[Data items]
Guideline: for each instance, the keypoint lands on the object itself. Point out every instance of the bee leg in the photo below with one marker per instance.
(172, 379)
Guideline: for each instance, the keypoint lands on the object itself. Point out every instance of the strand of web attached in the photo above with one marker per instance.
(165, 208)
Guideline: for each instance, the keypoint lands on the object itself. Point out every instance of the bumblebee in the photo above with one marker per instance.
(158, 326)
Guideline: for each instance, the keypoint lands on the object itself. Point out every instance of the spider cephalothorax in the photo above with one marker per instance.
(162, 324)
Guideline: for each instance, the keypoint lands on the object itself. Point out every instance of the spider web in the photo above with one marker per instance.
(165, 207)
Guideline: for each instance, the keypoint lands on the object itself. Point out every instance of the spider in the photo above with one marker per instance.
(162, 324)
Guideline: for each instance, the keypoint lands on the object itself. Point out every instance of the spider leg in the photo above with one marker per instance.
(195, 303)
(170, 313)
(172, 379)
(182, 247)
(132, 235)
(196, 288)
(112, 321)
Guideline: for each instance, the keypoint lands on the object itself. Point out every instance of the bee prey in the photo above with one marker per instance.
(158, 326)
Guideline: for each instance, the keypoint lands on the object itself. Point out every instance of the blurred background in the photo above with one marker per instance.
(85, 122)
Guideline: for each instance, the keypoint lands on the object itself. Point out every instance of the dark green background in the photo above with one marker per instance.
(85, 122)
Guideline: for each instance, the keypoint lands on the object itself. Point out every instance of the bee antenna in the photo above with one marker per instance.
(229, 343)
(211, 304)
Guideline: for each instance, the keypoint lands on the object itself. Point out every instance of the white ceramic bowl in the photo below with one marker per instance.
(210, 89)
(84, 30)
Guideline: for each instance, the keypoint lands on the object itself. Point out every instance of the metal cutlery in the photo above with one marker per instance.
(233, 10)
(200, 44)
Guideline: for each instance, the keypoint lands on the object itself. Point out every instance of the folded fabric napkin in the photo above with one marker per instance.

_Goal_
Give back the whole listing, word for word.

_Answer in full_
Guideline: for each instance, the keypoint lands on the object itself. Point out every instance of the bee leg in the photo below with one marker per instance.
(172, 379)
Guideline: for each instance, the keypoint lands on the object itself. Point out every instance of the strand of web attached in the photo above with one marker per instance.
(165, 208)
Guideline: for each instance, the keypoint lands on the object itself. Point out every instance of the bumblebee in the photo above with one marker per instance.
(158, 326)
Guideline: for each instance, the keypoint lands on the object itself. Point out every instance of the spider cephalothorax in the photo above with one marker per instance.
(162, 324)
Guideline: for each instance, the keypoint lands on the object itself. Point out every instance of the spider web in the photo above with one marker per instance.
(165, 207)
Guideline: for each instance, the keypoint lands on the object itself. Point out every instance of the spider in the photo above with one marker per instance.
(162, 324)
Guideline: for each instance, the keypoint lands on the object itself. Point out every instance of the spider leg in the photo above with one marker per instance.
(195, 303)
(170, 313)
(172, 379)
(182, 247)
(132, 235)
(196, 288)
(112, 321)
Guideline: for each instance, the keypoint lands on the object itself. Point out every instance of the bee prey in the photo above with one marker per instance.
(158, 326)
Guideline: for each instance, the keypoint lands on the object itself. Point out every instance of the blurred background in the photo above with one marker per instance.
(85, 122)
Guideline: for each instance, the keypoint lands on the object itself. Point out every instance of the dark green background in the photo above with one marker per instance.
(85, 122)
Guideline: for each instance, the keypoint lands on the object itself. Point out every instance of the bee antenna in the photo above with one marker per instance.
(229, 343)
(211, 304)
Guideline: for each instance, the keypoint lands on the object itself. Point out every instance of the white ceramic bowl in the photo below with one marker per instance.
(210, 89)
(84, 30)
Guideline: for each instance, the keypoint lands on the object itself. Point out every instance of the metal cutlery in the photo above with one marker per instance.
(233, 10)
(200, 44)
Guideline: for each instance, the keypoint lands on the object itself. Point out every instance of the folded fabric napkin in the photo above with one marker per instance.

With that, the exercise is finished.